Dataset records
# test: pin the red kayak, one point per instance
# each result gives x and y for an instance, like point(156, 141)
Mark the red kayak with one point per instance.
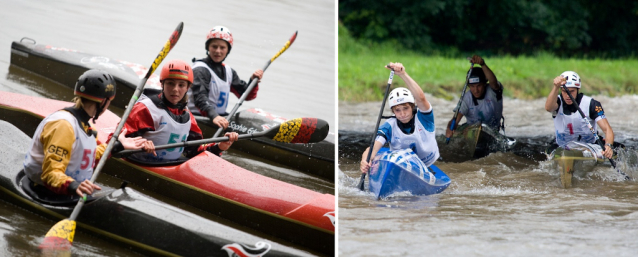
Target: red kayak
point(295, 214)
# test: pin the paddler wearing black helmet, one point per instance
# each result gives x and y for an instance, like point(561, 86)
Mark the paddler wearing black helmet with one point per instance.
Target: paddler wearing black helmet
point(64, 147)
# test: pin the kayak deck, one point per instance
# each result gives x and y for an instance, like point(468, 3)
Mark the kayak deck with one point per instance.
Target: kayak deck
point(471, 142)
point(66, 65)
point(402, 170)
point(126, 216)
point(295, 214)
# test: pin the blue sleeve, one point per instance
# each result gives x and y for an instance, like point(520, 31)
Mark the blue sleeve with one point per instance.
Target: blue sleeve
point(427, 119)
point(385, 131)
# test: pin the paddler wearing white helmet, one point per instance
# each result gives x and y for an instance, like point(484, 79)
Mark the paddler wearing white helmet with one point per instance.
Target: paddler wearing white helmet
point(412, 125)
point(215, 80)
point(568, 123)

* * *

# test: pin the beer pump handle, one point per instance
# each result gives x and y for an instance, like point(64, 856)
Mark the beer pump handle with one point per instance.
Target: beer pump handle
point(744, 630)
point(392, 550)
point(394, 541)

Stated problem
Write out everything in the records from the line containing "# test: pin the paddler wearing white" down to the line containing "point(568, 123)", both ends included, as a JSON list of strings with one string per line and blank lines left out.

The result
[
  "# test: pin the paddler wearing white helmet, one point per instance",
  "# each result gives x and y for an instance, like point(484, 79)",
  "Mark the paddler wearing white helmet with one point per instance.",
  "Target: paddler wearing white helmet",
  "point(412, 125)",
  "point(215, 80)",
  "point(568, 123)"
]